══ MATERIAL PROVIDED
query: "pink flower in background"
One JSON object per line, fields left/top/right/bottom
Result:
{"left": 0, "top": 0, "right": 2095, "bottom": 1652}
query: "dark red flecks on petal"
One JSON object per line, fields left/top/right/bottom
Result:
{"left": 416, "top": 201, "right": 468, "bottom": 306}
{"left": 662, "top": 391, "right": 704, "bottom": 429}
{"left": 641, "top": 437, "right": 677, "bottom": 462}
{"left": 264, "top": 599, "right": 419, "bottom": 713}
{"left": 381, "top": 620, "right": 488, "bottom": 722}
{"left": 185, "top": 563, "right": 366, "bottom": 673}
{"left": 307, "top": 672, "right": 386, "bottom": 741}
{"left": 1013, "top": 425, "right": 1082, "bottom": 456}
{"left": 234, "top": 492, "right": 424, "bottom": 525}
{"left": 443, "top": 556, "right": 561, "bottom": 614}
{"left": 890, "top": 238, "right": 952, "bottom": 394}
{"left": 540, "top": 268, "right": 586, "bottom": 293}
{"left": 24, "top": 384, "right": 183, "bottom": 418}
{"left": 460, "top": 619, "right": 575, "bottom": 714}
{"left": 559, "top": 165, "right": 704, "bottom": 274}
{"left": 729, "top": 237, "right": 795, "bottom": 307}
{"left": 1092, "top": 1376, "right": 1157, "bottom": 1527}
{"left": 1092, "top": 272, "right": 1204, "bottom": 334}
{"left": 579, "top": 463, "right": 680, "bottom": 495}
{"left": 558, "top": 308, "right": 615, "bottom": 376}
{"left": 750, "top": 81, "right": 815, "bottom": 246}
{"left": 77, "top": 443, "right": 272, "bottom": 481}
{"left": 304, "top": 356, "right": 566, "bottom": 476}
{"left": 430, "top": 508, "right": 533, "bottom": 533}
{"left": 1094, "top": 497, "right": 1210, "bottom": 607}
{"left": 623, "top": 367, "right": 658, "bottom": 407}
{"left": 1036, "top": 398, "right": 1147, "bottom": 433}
════
WHAT IS EXPECTED >> Everything in the data above must be restated verbatim.

EXERCISE OUTPUT >>
query: "pink flower in background"
One JSON object per line, fields left/top/right/bottom
Result:
{"left": 0, "top": 0, "right": 2095, "bottom": 1652}
query: "dark red flecks on petal"
One JSON object per line, fields left/top/right/bottom
Result:
{"left": 416, "top": 201, "right": 468, "bottom": 306}
{"left": 662, "top": 391, "right": 704, "bottom": 429}
{"left": 641, "top": 437, "right": 677, "bottom": 462}
{"left": 264, "top": 599, "right": 419, "bottom": 713}
{"left": 381, "top": 620, "right": 488, "bottom": 722}
{"left": 185, "top": 563, "right": 366, "bottom": 673}
{"left": 307, "top": 672, "right": 386, "bottom": 741}
{"left": 1013, "top": 425, "right": 1082, "bottom": 456}
{"left": 234, "top": 492, "right": 424, "bottom": 525}
{"left": 443, "top": 556, "right": 561, "bottom": 614}
{"left": 890, "top": 238, "right": 952, "bottom": 394}
{"left": 540, "top": 268, "right": 586, "bottom": 293}
{"left": 24, "top": 384, "right": 183, "bottom": 418}
{"left": 460, "top": 619, "right": 575, "bottom": 714}
{"left": 559, "top": 165, "right": 704, "bottom": 274}
{"left": 729, "top": 237, "right": 795, "bottom": 307}
{"left": 1092, "top": 1376, "right": 1157, "bottom": 1527}
{"left": 1092, "top": 272, "right": 1204, "bottom": 334}
{"left": 579, "top": 463, "right": 680, "bottom": 495}
{"left": 558, "top": 308, "right": 615, "bottom": 376}
{"left": 750, "top": 81, "right": 815, "bottom": 246}
{"left": 77, "top": 443, "right": 272, "bottom": 481}
{"left": 304, "top": 356, "right": 566, "bottom": 476}
{"left": 430, "top": 508, "right": 533, "bottom": 533}
{"left": 1094, "top": 497, "right": 1210, "bottom": 607}
{"left": 623, "top": 367, "right": 658, "bottom": 407}
{"left": 1036, "top": 398, "right": 1147, "bottom": 433}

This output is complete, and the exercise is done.